Document:

####################

- Born: 25 November 1867
- Died: 18 September 1933 (aged 65) Saint Brélade, Jersey
- Occupation: Indian Civil Service administrator
- Known for: Ethnography

= Horace Arthur Rose =

Administrator in the Indian Civil Service and author (1867-1933)

Horace Arthur Rose (25 November 1867 – 18 September 1933) was an administrator in the Indian Civil Service and also an author of works related to India in the time of the British Raj.

Rose was the son of a merchant from East Grinstead and was born on 25 November 1867. He was educated at St Paul's School and at Emmanuel College, Cambridge, where he arrived from his home in Wallingford, Surrey with the award of a scholarship.

####################

Given data:
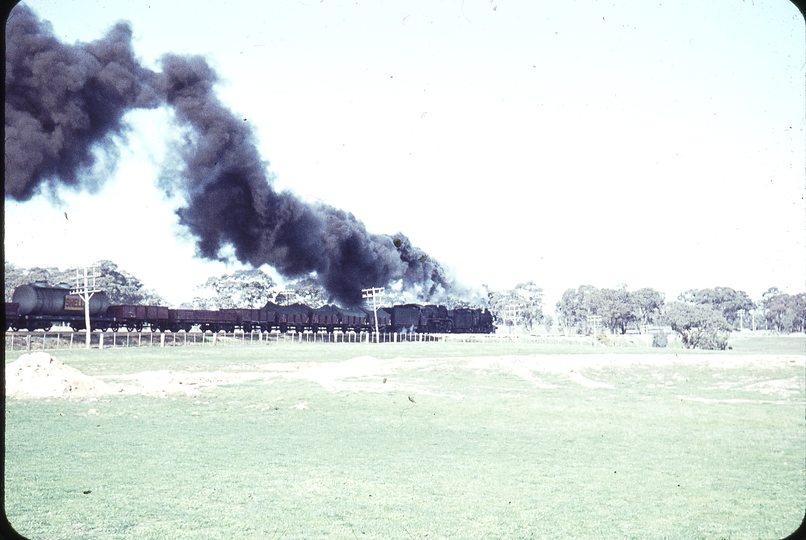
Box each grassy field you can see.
[5,337,806,539]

####################

Given instruction 1: According to the Horace Arthur Rose biography, where did Rose die?
Given instruction 2: From the Horace Arthur Rose biography, retype everything from "Administrator in the Indian Civil Service and author" down to "of a scholarship.".
Given instruction 3: Extend the Horace Arthur Rose biography past its final sentence.

Right answer 1: Saint Brélade, Jersey

Right answer 2:
Administrator in the Indian Civil Service and author (1867-1933)

Horace Arthur Rose (25 November 1867 – 18 September 1933) was an administrator in the Indian Civil Service and also an author of works related to India in the time of the British Raj.

Rose was the son of a merchant from East Grinstead and was born on 25 November 1867. He was educated at St Paul's School and at Emmanuel College, Cambridge, where he arrived from his home in Wallingford, Surrey with the award of a scholarship.

Right answer 3:
Rose passed the competitive examination for the Indian Civil Service in 1886 and arrived in India on 4
October 1888. Initially posted as an Assistant Commissioner in the Punjab, he was appointed Deputy Commissioner in March 1898 and in 1902 became Superintendent of the Gazetteer revision. He was Superintendent for the Punjab census in 1901 and from then until 1906 was also Superintendent of Ethnography for that province. From 1906 to 1913 he was a District Judge in the court of District and Sessions of the Punjab, and from then was appointed Judge. He was appointed the rank of Honorary Lieutenant-Colonel in the Indian Army during World War I.

Rose retired from the Indian Civil Service in 1918 and died at Saint Brélade, Jersey on 18 September 1933.

==Publications==

- Rose, Horace Arthur (1902). "Notes on Female Tattoo Designs in India"
- Rose, Horace Arthur (1905). "Customs in the Trans-Border Territories of the North-West Frontier Province"
- Rose, Horace Arthur (1911). "A Compendium of the Punjab Customary Law"
- Rose, Horace Arthur. "A Glossary of the Tribes and Castes of the Punjab and North-West Frontier Province"
  - Volume 1 (1911)
  - Volume 2 (1911)
  - Volume 3 (1919)
- Brown, John Porter (1927). "The Darvishes: or, Oriental Spiritualism"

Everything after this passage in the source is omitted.